TASK DESCRIPTION ▸ Repeat the lines that follow, leaving nothing out.

Location labeling records ▸
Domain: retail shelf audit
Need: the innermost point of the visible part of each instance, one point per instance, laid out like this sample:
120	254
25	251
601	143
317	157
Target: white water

EXERCISE OUTPUT ▸
Domain: retail shelf audit
Need: the innermost point of the visible part of each instance, one point per instance, laid out like this sample:
120	254
25	251
601	143
317	157
Target: white water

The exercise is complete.